Task instructions =>
The whole of the data is to be reproduced exactly.

● ● ● ● ● ● ●

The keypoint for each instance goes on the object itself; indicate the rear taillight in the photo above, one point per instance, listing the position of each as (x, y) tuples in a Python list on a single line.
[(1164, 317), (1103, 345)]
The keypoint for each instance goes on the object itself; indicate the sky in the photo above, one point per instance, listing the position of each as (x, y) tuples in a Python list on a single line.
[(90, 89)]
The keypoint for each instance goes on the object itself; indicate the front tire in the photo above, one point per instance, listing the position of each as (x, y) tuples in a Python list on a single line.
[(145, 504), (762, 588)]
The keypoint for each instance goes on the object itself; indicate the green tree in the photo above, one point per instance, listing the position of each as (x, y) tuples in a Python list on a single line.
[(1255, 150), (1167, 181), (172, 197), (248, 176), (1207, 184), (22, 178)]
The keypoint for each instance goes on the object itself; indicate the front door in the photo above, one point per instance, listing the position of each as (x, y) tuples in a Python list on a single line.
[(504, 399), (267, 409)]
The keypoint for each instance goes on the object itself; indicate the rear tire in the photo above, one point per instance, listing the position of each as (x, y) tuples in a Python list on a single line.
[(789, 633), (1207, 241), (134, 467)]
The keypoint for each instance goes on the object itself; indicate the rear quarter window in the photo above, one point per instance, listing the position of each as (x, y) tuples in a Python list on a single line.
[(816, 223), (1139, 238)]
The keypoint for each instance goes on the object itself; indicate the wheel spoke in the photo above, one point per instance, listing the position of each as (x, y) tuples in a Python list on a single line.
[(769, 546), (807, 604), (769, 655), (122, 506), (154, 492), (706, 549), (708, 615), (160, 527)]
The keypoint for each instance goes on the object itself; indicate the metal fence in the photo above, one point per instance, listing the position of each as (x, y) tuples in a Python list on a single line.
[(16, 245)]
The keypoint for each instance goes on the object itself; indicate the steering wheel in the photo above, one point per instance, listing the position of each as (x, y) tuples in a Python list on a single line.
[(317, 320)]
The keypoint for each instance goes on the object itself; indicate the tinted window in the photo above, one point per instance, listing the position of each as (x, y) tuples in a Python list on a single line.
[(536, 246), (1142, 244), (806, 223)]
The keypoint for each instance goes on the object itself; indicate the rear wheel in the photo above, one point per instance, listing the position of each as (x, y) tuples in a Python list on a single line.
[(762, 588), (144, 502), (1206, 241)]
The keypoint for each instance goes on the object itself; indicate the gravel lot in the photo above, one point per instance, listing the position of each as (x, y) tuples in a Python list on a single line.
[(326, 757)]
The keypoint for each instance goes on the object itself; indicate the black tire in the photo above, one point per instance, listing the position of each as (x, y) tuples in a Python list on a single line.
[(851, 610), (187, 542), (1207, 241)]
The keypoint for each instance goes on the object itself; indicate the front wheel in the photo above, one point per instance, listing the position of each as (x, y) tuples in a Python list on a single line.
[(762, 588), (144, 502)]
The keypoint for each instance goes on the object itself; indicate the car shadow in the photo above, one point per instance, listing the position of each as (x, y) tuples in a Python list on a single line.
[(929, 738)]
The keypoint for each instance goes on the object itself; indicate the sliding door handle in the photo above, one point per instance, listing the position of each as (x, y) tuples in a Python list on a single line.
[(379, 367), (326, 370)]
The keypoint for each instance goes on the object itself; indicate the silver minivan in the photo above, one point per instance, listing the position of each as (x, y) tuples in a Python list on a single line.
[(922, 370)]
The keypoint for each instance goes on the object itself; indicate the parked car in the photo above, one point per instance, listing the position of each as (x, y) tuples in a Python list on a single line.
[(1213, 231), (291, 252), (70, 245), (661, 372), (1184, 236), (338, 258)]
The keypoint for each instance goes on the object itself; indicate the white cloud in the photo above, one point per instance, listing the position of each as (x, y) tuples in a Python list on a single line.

● ● ● ● ● ● ●

Response to this task =>
The keypoint for each instance goes on the object itself; indicate the rear taillight in the photo above, one point per instance, listing the position of each as (x, y) tuples in a Python list on a single line.
[(1164, 317), (1103, 345)]
The keypoint for each instance goes on the object itself; indicate the sky in the photo above, one point per instance, listing the position of each as (x, y) tuples in a Python list on a single line.
[(90, 89)]
The keypoint for each instance goes on the object itself; indicate the front tire in the photo above, one point per instance, listing the position of each as (x, y) tuples in a Python list on a single line.
[(145, 504), (762, 588)]
The keypoint for each instance goes on the object itself; indicate the green tree in the photo above, one point per instance, listing the position of each as (x, y) tuples in a Python list on a single line.
[(1255, 150), (1167, 181), (172, 197), (248, 176), (1207, 184), (22, 178)]
The keypoint for each instance goes on the object itself; indicate the front door in the photo above, one point per instance, listing the position of each as (x, y) tuples in a Python list on a single line.
[(504, 399), (267, 409)]
The keypoint for each instance goes on the object itself; indicate the rear tire in the photo above, one point per instance, listing the position of each as (x, y) tuples in a Python list on a single line.
[(789, 633), (1207, 241), (134, 467)]
The keypoint for each instance goes on the object itself; indicate the rear quarter window in the photo above, one point per instance, listing the position of each as (x, y) tuples in a Python list on a single line.
[(816, 223), (1139, 238)]
The keypoint for each instance goes on the object itself; indicate the wheel spoke in the photo above, one point per instance, listing the position of each as (x, y) tuples in a Python list on a single line.
[(769, 546), (807, 604), (769, 655), (122, 506), (154, 492), (706, 549), (708, 615), (160, 527)]
The keypoint for each instance goes on the object itself; indicate the metal fence in the photo above, one point per instance, listing the position of each as (x, y) tuples in a Python list on a single line.
[(16, 245)]
The keypoint for each instance goes on the object itself; indicate the steering wheel in the photo above, one point per instance, listing the position of each as (x, y) tuples in a Python list on a single line.
[(317, 320)]
The keypoint for each instance goes on the object itself; indicate the tinted window in the photo above, one point per instance, listing the position of each as (x, y) tuples in a Python list on a single line.
[(536, 246), (1142, 244), (806, 223)]
The keypoint for each instance goes on the object itself; indicate the rear wheel in the photo above, one point per instance, listing the position of each as (x, y) tuples in a Python list on a single line.
[(762, 588), (144, 502), (1206, 241)]
The keypoint for each instance goes on the object itself; indicate the gravel lot in the photo above, one point per instance, listing the position of each as (x, y) tuples in a Python list on a single line.
[(326, 757)]
The keypoint for each instance goes on the object itself; indicate the black tire in the photo above, one point per instance, listing the position of each as (x, y) tuples in a Python list on a single line.
[(851, 610), (187, 542), (1207, 241)]
The keypoint for each instance goes on the object itself; indicate the front wheel in the photo above, one point per instance, listing the position of each as (x, y) tuples in a Python list on a single line.
[(762, 588), (144, 502)]
The keypoint for each instance goes on the object itself; indicate the car shadow in the photo above, one point per instance, listing the position of each as (x, y) tuples in a Python list on a single line.
[(929, 738)]
The keypoint for each instance goes on the object itself; indicate the sliding door handle in the photo above, one point per instance, listing the position of each as (x, y) tuples in a Python list on a single line.
[(379, 367), (326, 370)]
The keypoint for each instance goes on the object itself; indicate the silver minivan in the photo above, one point per instance, listing the position of each as (x, y) tuples in a Python list on a single line.
[(922, 370)]
The keypoint for each instance goes on the object itself; indicate the parked car in the photo above, one point per instance, listing the position of each as (x, y) tuples in a Python list on a single line.
[(1213, 231), (291, 252), (70, 245), (661, 372), (1184, 236), (338, 258)]
The keypoint for each instance goes on the object itself; indicate the white cloud in the photo above, one point per instance, listing the position of each as (x, y) tuples in a Python list on a single line.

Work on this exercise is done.